Data shown Start Marker
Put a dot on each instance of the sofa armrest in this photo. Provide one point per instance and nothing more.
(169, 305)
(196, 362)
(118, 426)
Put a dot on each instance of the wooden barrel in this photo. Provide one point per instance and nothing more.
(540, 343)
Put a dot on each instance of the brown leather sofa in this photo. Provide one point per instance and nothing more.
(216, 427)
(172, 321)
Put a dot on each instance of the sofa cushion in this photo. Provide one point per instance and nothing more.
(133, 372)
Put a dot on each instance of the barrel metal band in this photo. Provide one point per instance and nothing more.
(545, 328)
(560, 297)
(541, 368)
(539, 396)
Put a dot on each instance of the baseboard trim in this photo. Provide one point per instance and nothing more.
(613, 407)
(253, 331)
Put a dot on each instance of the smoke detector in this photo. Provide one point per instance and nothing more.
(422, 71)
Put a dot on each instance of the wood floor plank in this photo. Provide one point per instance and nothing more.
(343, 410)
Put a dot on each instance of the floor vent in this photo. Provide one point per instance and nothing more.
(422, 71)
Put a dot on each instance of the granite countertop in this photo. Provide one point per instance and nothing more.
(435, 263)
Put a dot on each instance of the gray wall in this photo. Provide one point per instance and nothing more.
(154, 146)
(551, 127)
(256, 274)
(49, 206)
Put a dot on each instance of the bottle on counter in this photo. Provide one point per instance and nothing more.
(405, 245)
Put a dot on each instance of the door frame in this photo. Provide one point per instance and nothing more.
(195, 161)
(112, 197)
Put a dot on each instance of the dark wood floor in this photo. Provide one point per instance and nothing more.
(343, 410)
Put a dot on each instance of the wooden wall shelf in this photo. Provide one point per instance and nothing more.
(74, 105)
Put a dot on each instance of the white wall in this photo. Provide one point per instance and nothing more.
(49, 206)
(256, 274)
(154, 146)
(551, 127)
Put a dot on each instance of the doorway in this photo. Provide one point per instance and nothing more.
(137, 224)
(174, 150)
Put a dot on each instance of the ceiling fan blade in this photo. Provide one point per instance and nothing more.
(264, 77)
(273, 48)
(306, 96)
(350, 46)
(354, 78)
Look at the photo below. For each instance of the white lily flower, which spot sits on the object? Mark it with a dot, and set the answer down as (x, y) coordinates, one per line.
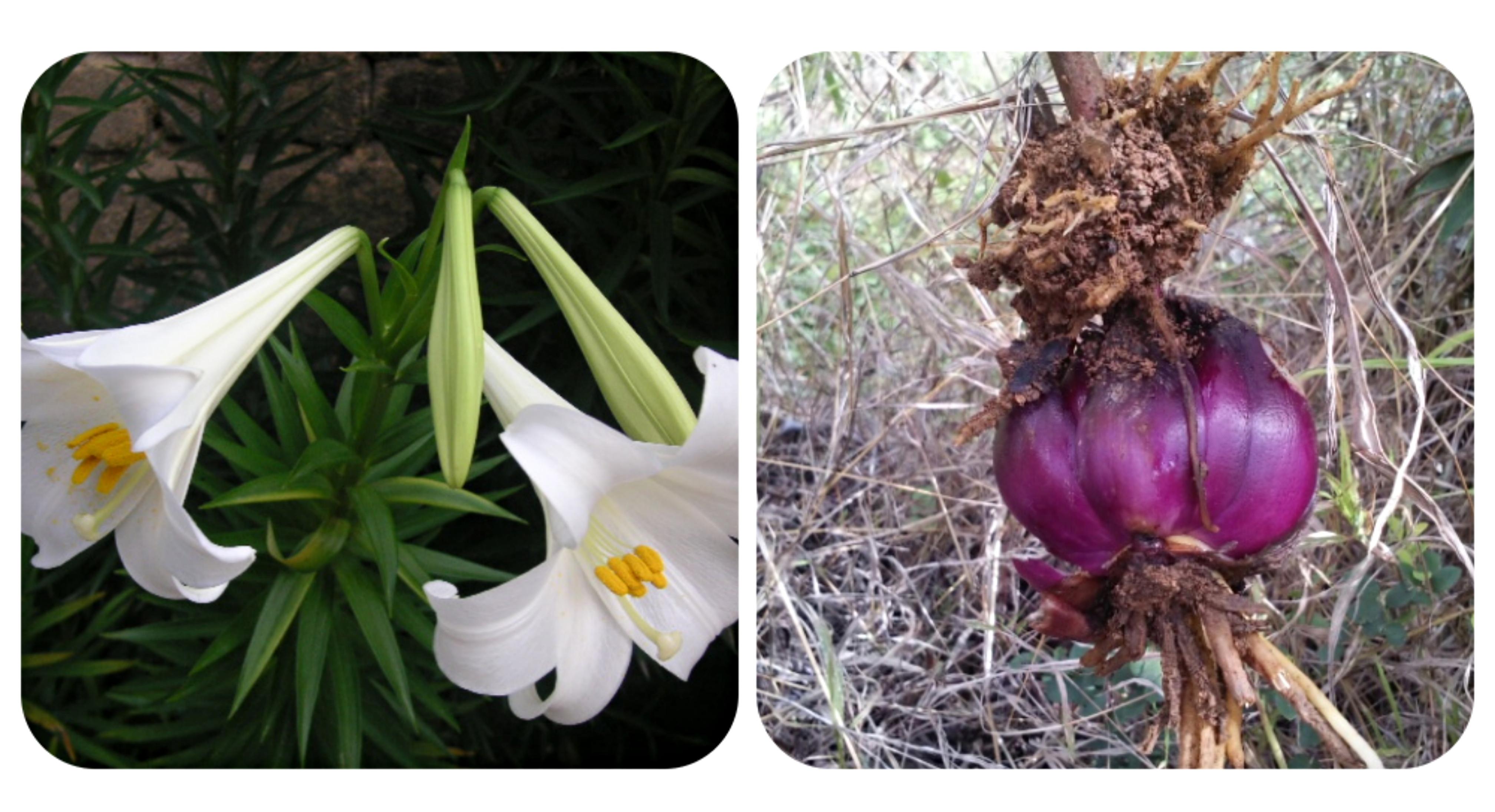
Data shown End Marker
Exercise aim =>
An exact copy of all the entries is required, and it must contain no pictures.

Output of the task =>
Put a dot on each instance of the sofa armrest in this photo. Provide one point per instance and nothing more.
(169, 305)
(196, 362)
(118, 426)
Put a dot on each instance of the wooden barrel in this photo. Provide one point per instance and nothing more.
(540, 343)
Put a dot on each instance of the brown leather sofa in this photo. Provide one point per instance and nothing more.
(216, 427)
(172, 321)
Put a dot on each instance of the sofa cushion in this photo. Provide one point per instance and nothing more.
(133, 372)
Put a dot on each instance of the barrel metal band in this photo. Provide one point per instance and nothing more.
(545, 328)
(560, 297)
(541, 368)
(539, 396)
Put a dot on each instance of the baseboard trim in this photo. Provide one point per instance and nothing more.
(613, 407)
(253, 331)
Put a dot on each instance of the smoke detector in this photo. Provide one point per instance and nothing more.
(422, 71)
Put a dot on each instance of the wood floor plank in this photo. Provide one point per instance and nothing more.
(343, 410)
Put a dot on each instance of the floor vent in this photo. Provide one point per instance and nothing more.
(422, 71)
Put a dot on each instance of the granite countertop in this photo. Provide one point per instance and nothing more.
(435, 263)
Put a dot on each instance of the gray wall in this photo. Provide one point per instance and nothing more.
(154, 146)
(551, 127)
(256, 274)
(49, 206)
Put a dot on each instance of the bottle on counter in this photo. Provide one point per instance and nothing more.
(405, 245)
Put a dot on each instance of the door frame in this photo. Provide one point per instance and nothing more.
(195, 161)
(112, 197)
Put a dot on each instance of the dark wood floor in this photo. Provide one point per instance and nothing more.
(343, 410)
Put a dot on each instance of the wooden wall shelf in this photo. Provide one point per instance and nothing more.
(74, 105)
Put a dot on each instance of the white wall in this photo. Provide one point per instance and nothing more.
(49, 206)
(256, 274)
(154, 146)
(551, 127)
Put a dot on each instance of the doorway in this photo. Provide one point per instance and nothing more.
(137, 224)
(174, 150)
Put a dot on each instance of the ceiling fan blade in this photo. Provide one point per instance and nothing more.
(264, 77)
(273, 48)
(306, 96)
(350, 46)
(354, 78)
Look at the photo below. For each instance of the white lily flower, which spot sits on the object? Mark it with a dot, and set the answer down as (x, y) coordinates, one per line.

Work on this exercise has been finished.